Source data
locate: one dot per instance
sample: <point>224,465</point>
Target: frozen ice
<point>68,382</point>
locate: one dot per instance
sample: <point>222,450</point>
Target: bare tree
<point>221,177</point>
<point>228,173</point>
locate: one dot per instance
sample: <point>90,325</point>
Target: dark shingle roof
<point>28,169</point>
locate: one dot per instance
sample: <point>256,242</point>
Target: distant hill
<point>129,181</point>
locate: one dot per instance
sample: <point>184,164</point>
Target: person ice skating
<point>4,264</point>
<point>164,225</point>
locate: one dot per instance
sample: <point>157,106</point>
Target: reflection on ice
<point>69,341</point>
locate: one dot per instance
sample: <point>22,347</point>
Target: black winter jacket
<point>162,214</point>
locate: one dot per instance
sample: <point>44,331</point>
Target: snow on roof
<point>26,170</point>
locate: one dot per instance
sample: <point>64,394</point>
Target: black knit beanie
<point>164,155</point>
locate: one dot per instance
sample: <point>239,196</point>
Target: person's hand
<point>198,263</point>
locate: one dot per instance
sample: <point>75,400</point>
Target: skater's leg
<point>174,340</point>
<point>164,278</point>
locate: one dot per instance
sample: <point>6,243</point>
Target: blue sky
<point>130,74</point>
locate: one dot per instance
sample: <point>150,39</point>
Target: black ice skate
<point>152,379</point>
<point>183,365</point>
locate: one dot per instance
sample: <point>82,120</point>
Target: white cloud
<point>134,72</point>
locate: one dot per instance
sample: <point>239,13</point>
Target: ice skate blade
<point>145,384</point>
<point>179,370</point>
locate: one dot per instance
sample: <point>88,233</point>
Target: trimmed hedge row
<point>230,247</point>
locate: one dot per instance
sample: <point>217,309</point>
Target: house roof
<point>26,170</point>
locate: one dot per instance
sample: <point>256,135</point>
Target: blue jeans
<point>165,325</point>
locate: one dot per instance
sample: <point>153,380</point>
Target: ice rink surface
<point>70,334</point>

Problem requirements:
Rewrite the entries from the first line through the line with "<point>198,263</point>", changing "Target" to "Object" and leaving everything else as it stands.

Task output:
locate: one dot per instance
sample: <point>224,465</point>
Object: frozen ice
<point>68,382</point>
locate: one dot per instance
sample: <point>222,450</point>
Object: bare tree
<point>221,177</point>
<point>228,173</point>
locate: one dot per instance
sample: <point>90,325</point>
Object: dark shingle roof
<point>28,169</point>
locate: one dot per instance
sample: <point>256,242</point>
Object: distant hill
<point>129,181</point>
locate: one dot per instance
sample: <point>184,164</point>
Object: person ice skating
<point>4,264</point>
<point>164,225</point>
locate: one dot per instance
sample: <point>157,106</point>
Object: reflection on ice
<point>69,341</point>
locate: one dot per instance
sample: <point>22,347</point>
Object: black winter jacket
<point>162,214</point>
locate: one dot per instance
sample: <point>44,331</point>
Object: snow on roof
<point>26,170</point>
locate: one dot per instance
sample: <point>64,394</point>
Object: black knit beanie
<point>164,155</point>
locate: one dot per instance
sample: <point>239,196</point>
Object: person's hand
<point>198,263</point>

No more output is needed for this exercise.